• [SELECTED PASSAGE]:
== Segment start ==

Payday loans are short-term loans that are easy to apply for, and most of the time, they are taken to meet urgent monetary needs like medical bills, car repairs or other unexpected costs. These loans have to be paid back the day you receive your income and usually carry quite high interest rates.
When you have an emergency, these loans sound quite advantageous, but they come with a lot of disadvantages, especially for members of the community who are living paycheck to paycheck as the fees and interest charged can trap these vulnerable people in a debt they may never recover from. In Australia, Payday lenders loan close to $1 billion dollars a year and actively target residents of poorer suburbs. In the United States, lending is upwards of $50 billion, with more payday lenders than McDonalds!
Sometimes, your monthly expenditure crosses the regular budget line, and if you do not any savings, the financial burden can be too much for you. With a payday loan, you can borrow a certain restricted amount to help deal with the situation. Before getting the cash, you have to give some information like your name, address and bank details. These loans are instant and quick, because after applying for one, you don’t have to wait for a long time to be approved. You don’t even have to fill in long forms and provide complex documents to acquire them. Due to these reasons, people are always rushing to get them without having a second thought.
As a quick solution to money problems, payday loans have become very popular nowadays. Most of them can be applied and received in a short time, sometimes within just 24 hours. Many people in the community with low incomes have been enticed to secure these loans without thinking about the consequences.
Payday loans are unsecured loans. Because of this, they come with very high-interest rates. The rates for these loans are highly unjustified. The borrower is supposed to return the money in a very short timespan, sometimes even within the same week. The problem with these loans starts here. Many people who opt for a payday loans are people from low socio-economic backgrounds, and most of the time, they do not have the money to pay back the loans in the duration given by the lender.
When a client is not able to pay their loan, most lenders advise them to roll over their loan amount. The roll over means that the borrower will include some additional fee because they have not been able to meet their requirements in time. The roll over is usually a fixed amount, but it raises the interest rate loan amount that is already more than the client can afford. When the client is not able to pay the loan again, the roll over happens again, and this can happen several times, resulting in a very unmanageable repayment that is now made up more of fees and charges than the original loan amount.

== Segment end ==

Carry on the text about payday loans, starting right after its final sentence. The lines that come next are separate material and have nothing to do with the text on payday loans.

• [STUDY MATERIAL]:
== Segment start ==

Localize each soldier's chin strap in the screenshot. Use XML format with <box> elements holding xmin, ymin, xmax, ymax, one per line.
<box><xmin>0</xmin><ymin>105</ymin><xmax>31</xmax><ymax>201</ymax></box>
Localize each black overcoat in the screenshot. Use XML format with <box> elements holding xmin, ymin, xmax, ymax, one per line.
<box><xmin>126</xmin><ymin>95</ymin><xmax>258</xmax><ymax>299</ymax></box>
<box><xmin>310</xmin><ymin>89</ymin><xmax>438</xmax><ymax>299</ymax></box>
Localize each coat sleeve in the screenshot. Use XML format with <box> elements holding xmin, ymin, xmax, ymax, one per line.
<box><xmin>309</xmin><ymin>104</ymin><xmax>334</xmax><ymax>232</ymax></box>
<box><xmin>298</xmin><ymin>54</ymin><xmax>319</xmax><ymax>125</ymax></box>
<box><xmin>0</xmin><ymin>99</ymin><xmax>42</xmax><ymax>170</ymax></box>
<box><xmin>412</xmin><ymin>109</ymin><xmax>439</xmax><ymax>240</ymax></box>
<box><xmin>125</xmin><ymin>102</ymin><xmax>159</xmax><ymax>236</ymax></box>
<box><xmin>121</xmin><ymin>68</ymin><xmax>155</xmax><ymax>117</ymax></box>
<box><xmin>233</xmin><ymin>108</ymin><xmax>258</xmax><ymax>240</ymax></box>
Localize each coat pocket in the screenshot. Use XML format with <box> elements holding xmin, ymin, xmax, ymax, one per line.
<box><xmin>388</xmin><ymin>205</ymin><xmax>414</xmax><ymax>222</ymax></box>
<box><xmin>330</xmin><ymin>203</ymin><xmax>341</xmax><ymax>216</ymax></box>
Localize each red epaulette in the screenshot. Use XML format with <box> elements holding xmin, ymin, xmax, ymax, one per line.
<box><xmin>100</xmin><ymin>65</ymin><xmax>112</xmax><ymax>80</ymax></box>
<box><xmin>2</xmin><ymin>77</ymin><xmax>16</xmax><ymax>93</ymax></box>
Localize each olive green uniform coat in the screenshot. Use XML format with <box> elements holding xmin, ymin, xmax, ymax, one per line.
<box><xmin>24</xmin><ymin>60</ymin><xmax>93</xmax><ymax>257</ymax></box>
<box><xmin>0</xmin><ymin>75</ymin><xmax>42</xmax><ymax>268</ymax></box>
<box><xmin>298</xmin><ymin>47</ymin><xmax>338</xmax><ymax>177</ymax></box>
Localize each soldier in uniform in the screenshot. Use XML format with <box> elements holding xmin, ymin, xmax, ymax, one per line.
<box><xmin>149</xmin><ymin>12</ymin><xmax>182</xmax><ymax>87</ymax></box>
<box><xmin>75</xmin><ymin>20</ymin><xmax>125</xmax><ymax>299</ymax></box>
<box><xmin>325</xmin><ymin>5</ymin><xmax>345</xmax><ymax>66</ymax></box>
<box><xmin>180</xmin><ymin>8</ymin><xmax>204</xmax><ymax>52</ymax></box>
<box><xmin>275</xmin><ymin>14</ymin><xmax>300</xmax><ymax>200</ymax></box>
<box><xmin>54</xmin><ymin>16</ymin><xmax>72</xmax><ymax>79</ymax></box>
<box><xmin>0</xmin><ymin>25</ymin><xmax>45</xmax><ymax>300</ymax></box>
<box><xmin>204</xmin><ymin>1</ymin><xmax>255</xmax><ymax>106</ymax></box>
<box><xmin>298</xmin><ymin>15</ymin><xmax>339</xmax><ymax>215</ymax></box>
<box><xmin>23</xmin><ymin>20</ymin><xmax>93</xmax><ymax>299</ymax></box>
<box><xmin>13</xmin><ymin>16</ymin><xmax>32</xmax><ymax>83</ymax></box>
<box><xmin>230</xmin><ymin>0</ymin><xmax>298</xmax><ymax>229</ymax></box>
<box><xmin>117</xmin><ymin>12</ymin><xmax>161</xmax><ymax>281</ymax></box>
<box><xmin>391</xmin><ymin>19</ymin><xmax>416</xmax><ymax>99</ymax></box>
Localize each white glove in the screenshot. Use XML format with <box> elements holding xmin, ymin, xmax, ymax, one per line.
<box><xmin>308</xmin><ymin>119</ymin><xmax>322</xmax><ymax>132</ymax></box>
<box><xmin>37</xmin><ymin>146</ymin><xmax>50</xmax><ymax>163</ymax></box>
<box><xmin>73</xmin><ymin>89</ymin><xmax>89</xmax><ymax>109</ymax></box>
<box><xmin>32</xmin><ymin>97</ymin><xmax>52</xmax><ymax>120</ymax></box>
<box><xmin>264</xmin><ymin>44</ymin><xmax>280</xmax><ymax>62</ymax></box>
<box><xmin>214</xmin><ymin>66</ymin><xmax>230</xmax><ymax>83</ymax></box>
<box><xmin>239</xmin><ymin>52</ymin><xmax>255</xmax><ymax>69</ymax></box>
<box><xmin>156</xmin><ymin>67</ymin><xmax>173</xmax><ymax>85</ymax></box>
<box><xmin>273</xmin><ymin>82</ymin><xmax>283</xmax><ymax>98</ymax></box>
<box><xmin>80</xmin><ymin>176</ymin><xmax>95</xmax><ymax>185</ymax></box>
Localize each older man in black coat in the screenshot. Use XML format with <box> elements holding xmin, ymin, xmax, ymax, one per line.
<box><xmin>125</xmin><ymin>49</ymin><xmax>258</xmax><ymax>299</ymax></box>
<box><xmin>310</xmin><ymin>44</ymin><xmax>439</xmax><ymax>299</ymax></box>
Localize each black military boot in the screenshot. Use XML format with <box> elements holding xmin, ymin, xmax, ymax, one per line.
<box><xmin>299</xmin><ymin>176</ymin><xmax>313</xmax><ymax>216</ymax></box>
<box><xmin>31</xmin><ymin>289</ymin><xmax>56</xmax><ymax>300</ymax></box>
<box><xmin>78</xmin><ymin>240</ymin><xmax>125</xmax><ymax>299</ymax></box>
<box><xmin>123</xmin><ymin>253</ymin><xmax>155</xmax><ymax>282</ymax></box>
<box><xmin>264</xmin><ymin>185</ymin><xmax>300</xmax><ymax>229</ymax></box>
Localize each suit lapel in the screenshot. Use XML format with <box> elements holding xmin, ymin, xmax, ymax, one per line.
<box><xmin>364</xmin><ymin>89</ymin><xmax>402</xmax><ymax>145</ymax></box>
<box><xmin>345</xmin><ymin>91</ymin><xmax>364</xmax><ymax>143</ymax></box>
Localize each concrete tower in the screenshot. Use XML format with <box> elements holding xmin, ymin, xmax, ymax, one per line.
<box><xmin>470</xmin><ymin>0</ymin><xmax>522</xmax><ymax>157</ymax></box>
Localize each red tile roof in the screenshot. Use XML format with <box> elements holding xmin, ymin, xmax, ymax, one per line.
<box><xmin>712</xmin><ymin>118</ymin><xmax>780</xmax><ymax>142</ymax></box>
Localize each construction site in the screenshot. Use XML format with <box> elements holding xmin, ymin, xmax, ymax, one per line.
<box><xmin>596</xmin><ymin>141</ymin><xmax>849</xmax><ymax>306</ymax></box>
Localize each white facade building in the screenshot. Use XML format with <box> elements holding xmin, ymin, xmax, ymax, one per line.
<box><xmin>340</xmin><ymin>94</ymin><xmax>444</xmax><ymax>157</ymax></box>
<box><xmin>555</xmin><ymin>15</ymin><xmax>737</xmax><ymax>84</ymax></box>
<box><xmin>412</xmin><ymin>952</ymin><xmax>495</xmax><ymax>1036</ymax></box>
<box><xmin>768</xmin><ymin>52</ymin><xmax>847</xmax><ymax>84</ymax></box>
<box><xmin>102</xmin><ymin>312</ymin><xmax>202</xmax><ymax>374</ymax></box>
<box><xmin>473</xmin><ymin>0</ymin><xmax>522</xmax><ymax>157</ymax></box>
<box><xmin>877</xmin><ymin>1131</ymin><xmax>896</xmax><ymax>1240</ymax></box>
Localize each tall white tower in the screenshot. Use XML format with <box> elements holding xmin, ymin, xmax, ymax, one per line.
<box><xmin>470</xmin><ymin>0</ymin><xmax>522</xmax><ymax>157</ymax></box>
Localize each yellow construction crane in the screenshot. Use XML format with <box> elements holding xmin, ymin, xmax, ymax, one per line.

== Segment end ==

• [WRITTEN RESPONSE]:
Most of the people who opt for the payday loans are the low-income individuals who live paycheck to paycheck. Most of them struggle to pay their bills on time, so trying to deal with these unmanageable figures can make their situations worse. Unfortunately many people who have chosen to get these loans have ended up sinking further into debt because of these high-interest rates. There has even been reports of small businesses opting to acquire these payday loans to cover themselves for materials or to cover wages of their employees while waiting on collection of a payment of their own. This is a recipe for disaster that commercial collection agency The Collection Law Group has witnessed all to often. They stated that they often-times find themselves making commercial collections on small business owners who have tried to prop up their business via pay day loans while waiting to acquire new jobs.
Many people and institutions think that payday lenders take advantage of the low-income families in the society. The concerned organizations believe that the loans are designed to profit the lenders from the people already in poor financial states. Many governments are now looking for ways to regulate the controversial lending method. In the United States, payday loans are legal in 27 states, 9 others have some sort of regulation around short term loans and collections while the remaining 14 have outlawed the practice.
For people who need instant cash because of an emergency, payday loans shouldn’t be the solution. It’s important to look for other methods before settling on this one. Most companies who lend the payday loans encourage their customers to exhaust other means before they can settle on them, because of the risks involved. Consider getting personal loans from your family or even friends, emergency cash loans from credit unions, banks or even employers. You can also consider selling items to cover the emergency cash you require. Avoid the payday loans at all costs if you do not want to sink in debt.